» GIVEN REQUEST:
Give the listing again in full, exactly as written.

» Items from a dataset:
* * *

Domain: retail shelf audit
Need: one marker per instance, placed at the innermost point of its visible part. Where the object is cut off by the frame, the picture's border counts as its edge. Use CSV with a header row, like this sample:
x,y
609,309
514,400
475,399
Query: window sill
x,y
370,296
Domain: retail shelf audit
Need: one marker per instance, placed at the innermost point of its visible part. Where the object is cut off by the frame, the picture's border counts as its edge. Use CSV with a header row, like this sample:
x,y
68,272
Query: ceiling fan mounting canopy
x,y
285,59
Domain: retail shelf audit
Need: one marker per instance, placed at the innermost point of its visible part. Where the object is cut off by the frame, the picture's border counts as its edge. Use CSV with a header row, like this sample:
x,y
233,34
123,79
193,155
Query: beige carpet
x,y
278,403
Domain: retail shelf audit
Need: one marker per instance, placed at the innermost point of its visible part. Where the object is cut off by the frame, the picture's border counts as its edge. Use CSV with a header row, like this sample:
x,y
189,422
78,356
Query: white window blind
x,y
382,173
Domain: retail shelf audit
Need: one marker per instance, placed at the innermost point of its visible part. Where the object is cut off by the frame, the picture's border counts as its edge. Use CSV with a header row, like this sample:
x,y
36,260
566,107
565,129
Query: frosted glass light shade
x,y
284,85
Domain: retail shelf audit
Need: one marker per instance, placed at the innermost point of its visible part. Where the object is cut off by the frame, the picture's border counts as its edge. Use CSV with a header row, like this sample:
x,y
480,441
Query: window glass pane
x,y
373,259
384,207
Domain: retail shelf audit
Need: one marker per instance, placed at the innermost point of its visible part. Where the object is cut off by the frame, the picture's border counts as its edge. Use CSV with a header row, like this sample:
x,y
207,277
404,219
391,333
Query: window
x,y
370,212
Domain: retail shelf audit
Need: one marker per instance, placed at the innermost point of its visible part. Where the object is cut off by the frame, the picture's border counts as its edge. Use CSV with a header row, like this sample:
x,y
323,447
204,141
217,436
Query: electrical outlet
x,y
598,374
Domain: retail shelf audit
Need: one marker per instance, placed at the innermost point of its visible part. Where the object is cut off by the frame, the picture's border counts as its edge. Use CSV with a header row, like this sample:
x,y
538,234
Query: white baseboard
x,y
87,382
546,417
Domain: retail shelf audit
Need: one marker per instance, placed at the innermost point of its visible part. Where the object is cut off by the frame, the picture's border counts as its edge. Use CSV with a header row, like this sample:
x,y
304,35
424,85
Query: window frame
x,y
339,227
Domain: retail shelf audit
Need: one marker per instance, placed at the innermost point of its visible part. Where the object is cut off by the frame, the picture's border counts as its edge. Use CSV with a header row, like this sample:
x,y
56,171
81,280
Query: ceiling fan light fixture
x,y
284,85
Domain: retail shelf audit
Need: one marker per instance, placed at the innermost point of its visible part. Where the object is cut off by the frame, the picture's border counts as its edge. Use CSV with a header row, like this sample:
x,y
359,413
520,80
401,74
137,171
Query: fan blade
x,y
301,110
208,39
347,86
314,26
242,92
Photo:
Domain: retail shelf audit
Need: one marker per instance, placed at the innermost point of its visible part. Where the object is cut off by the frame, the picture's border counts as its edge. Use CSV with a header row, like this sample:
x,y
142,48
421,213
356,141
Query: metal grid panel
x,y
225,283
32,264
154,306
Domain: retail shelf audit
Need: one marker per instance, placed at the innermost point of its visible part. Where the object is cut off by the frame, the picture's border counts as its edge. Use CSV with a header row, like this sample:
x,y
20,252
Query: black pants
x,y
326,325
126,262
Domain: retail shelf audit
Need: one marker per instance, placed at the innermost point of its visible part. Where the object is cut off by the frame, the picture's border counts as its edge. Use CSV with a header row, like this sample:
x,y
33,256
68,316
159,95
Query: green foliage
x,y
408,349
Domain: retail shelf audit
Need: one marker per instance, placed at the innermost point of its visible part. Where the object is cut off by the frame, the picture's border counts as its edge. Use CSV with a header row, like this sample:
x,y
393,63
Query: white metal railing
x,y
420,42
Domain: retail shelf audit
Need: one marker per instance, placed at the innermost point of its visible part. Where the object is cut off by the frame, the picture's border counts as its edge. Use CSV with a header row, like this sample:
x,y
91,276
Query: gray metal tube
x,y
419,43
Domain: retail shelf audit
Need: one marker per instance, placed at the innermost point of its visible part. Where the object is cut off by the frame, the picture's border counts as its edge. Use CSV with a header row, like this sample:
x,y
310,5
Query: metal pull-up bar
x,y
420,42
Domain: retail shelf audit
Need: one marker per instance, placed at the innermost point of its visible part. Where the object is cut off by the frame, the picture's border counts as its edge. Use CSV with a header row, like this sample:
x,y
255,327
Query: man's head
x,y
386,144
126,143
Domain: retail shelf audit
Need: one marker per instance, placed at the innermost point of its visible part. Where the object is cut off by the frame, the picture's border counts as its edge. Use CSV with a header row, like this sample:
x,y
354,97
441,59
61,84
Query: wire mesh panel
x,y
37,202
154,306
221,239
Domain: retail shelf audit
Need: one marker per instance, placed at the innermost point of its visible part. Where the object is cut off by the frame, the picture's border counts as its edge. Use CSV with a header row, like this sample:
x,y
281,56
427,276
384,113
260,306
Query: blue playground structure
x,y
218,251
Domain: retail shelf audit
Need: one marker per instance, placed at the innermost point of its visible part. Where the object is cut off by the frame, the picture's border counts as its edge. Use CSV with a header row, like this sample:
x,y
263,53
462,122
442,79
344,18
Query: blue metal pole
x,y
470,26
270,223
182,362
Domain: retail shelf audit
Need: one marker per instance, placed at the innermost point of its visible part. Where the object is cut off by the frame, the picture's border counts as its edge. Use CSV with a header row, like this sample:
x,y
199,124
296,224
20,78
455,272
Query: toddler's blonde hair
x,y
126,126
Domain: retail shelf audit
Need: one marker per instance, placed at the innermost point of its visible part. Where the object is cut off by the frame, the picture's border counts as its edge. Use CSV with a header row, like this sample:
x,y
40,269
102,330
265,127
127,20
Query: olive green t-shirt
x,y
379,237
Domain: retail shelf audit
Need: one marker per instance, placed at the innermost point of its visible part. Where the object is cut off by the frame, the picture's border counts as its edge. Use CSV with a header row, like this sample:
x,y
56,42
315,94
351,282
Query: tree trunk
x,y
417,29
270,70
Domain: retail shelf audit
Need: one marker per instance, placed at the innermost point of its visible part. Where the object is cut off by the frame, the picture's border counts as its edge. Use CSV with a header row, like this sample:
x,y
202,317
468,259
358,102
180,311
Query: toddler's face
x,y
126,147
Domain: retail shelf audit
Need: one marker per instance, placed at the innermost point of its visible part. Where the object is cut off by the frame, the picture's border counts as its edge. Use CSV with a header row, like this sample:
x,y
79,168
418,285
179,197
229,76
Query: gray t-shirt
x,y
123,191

* * *

» EXERCISE RESULT:
Domain: retail shelf audit
Need: one marker per instance, placed at the innermost point of its visible part. Where the object is cut off by the frame, the picture's border counts as its edge. Use CSV with a header row, like this sample:
x,y
609,309
514,400
475,399
Query: window sill
x,y
370,296
Domain: retail shelf audit
Need: one marker per instance, placed at the innermost point of its visible part. Where the object is cut off by the frame, the picture's border counts as its edge. Use CSV with a header row, like this sample:
x,y
68,272
Query: ceiling fan mounting canopy
x,y
285,59
Domain: retail shelf audit
Need: one marker per instance, placed at the innermost point of its visible part. Where the object is cut off by the frame, the picture's border counts as its edge. Use CSV with a header row, like this sample:
x,y
233,34
123,79
193,155
Query: beige carpet
x,y
278,403
Domain: retail shelf audit
Need: one marker per instance, placed at the innermost point of its visible part. Where the object is cut off by the frame, the picture's border counts as its edge. Use CSV with a header row, like this sample:
x,y
189,422
78,356
Query: white window blind
x,y
382,173
Domain: retail shelf audit
Need: one marker per instance, placed at the innermost point of its visible part. Where the object is cut off by the frame, the picture's border counts as its edge. Use CSV with a header row, like this sample:
x,y
36,260
566,107
565,129
Query: frosted glass light shade
x,y
284,85
Domain: retail shelf audit
Need: one marker per instance, placed at the innermost point of its visible part. Where the object is cut off by the frame, the picture's border counts as its edge. Use CSV with a header row, like this sample:
x,y
480,441
Query: window glass pane
x,y
373,259
384,207
Domain: retail shelf audit
Need: one marker per instance, placed at the innermost point of its visible part. Where the object is cut off by the frame, the picture's border counts as its edge. Use CSV with a header row, like this sample:
x,y
207,277
404,219
391,333
Query: window
x,y
370,212
Domain: retail shelf audit
Need: one marker per instance, placed at the innermost point of its visible part. Where the object is cut off by the frame, the picture's border counts as its edge. Use CSV with a header row, like this sample:
x,y
323,447
204,141
217,436
Query: electrical outlet
x,y
598,374
Domain: retail shelf audit
Need: one marker per instance, placed at the innermost point of its visible part. Where the object is cut off by the frame, the picture's border counts as its edge. Use CSV with a header row, like this sample:
x,y
538,234
Query: white baseboard
x,y
87,382
546,417
Domain: retail shelf audit
Need: one marker per instance, placed at the innermost point of its visible part. Where the object is cut off by the frame, the picture's border counts as its edge. Use CSV with a header row, like this sample:
x,y
304,35
424,85
Query: window frame
x,y
339,227
Domain: retail shelf audit
Need: one marker per instance, placed at the innermost point of its visible part. Where the object is cut off by the frame, the picture's border counts as its edge. Use CSV with a header row, like this sample:
x,y
56,171
81,280
Query: ceiling fan light fixture
x,y
284,85
Domain: retail shelf audit
Need: one marker per instance, placed at the innermost point of its visible part. Where the object is cut off by the frame, the picture's border counts as its edge. Use CSV with a header row, like this sample:
x,y
359,413
520,80
401,74
137,171
Query: fan blade
x,y
301,110
208,39
347,86
314,26
242,92
Photo:
Domain: retail shelf audit
Need: one marker per instance, placed at the innermost point of its visible part. Where the object is cut off by the frame, the picture's border counts as its edge. Use CSV with a header row, like this sample:
x,y
142,48
421,213
356,141
Query: metal grid panel
x,y
225,283
32,264
154,306
Domain: retail shelf audit
Need: one marker per instance, placed at the innermost point of its visible part. Where the object is cut off by the frame, the picture's border counts as its edge. Use CSV with a header row, like this sample:
x,y
20,252
Query: black pants
x,y
326,325
126,262
Domain: retail shelf audit
Need: one marker per instance, placed at the innermost point of its visible part. Where the object is cut off by the frame, the picture's border counts as its edge. Use CSV with a header row, like this sample:
x,y
33,256
68,316
159,95
Query: green foliage
x,y
408,349
Domain: retail shelf audit
Need: one marker per instance, placed at the innermost point of its visible part. Where the object is cut off by the frame, the picture's border counts as its edge. Use CSV with a header row, like this sample:
x,y
393,63
Query: white metal railing
x,y
420,42
Domain: retail shelf audit
Need: one marker per instance, placed at the innermost point of its visible part. Where the object is cut off by the frame, the picture's border counts as its edge. Use CSV with a header row, like this sample:
x,y
91,276
Query: gray metal tube
x,y
419,43
Domain: retail shelf audit
Need: one marker per instance, placed at the innermost point of its visible part. Where the object is cut off by the frame, the picture's border counts as its edge. Use CSV with a header row, like this sample:
x,y
310,5
Query: metal pull-up bar
x,y
420,42
Domain: retail shelf audit
Need: one marker per instance, placed at the innermost point of its visible part. Where the object is cut off by the frame, the picture's border counts as its edge. Use CSV with a header row, like this sample:
x,y
255,327
Query: man's head
x,y
386,144
126,143
Domain: retail shelf audit
Need: one marker per instance, placed at the innermost point of its visible part. Where the object is cut off by the frame, the picture's border counts as its edge. Use CSV with a header row, like this sample:
x,y
354,97
441,59
61,84
Query: wire mesh panel
x,y
37,202
154,306
221,239
Domain: retail shelf audit
Need: one marker per instance, placed at the innermost point of its visible part. Where the object is cut off by the frame, the picture's border counts as its edge. Use CSV with a header row, like this sample:
x,y
281,56
427,276
384,113
260,306
Query: blue playground structure
x,y
218,251
Domain: retail shelf audit
Need: one marker per instance, placed at the innermost point of its visible part. Where the object is cut off by the frame, the picture's border counts as its edge. Use CSV with a header row, like this sample:
x,y
263,53
462,122
442,79
344,18
Query: blue metal pole
x,y
470,26
270,223
182,362
Domain: retail shelf audit
Need: one marker per instance, placed at the innermost point of its visible part. Where the object is cut off by the frame, the picture's border counts as its edge. Use CSV with a header row, like this sample:
x,y
199,124
296,224
20,78
455,272
Query: toddler's blonde hair
x,y
126,126
Domain: retail shelf audit
Need: one marker per instance, placed at the innermost point of its visible part. Where the object is cut off by the frame, the picture's border counts as its edge. Use CSV with a header row, like this sample:
x,y
40,269
102,330
265,127
127,20
Query: olive green t-shirt
x,y
379,237
Domain: retail shelf audit
Need: one marker per instance, placed at the innermost point of its visible part. Where the object is cut off by the frame, the picture's border counts as its edge. Use CSV with a header row, like this sample:
x,y
56,42
315,94
351,282
Query: tree trunk
x,y
417,29
270,70
Domain: retail shelf audit
Need: one marker per instance, placed at the innermost point of its visible part. Where the object is cut off by the frame, the picture's border counts as its edge. Use CSV with a header row, like this sample:
x,y
202,317
468,259
358,102
180,311
Query: toddler's face
x,y
126,147
Domain: retail shelf audit
Need: one marker per instance, placed at the innermost point of its visible part. Where the object is cut off by the frame, the picture's border counts as its edge. Use CSV with a header row, like this sample:
x,y
79,168
418,285
179,197
229,76
Query: gray t-shirt
x,y
123,191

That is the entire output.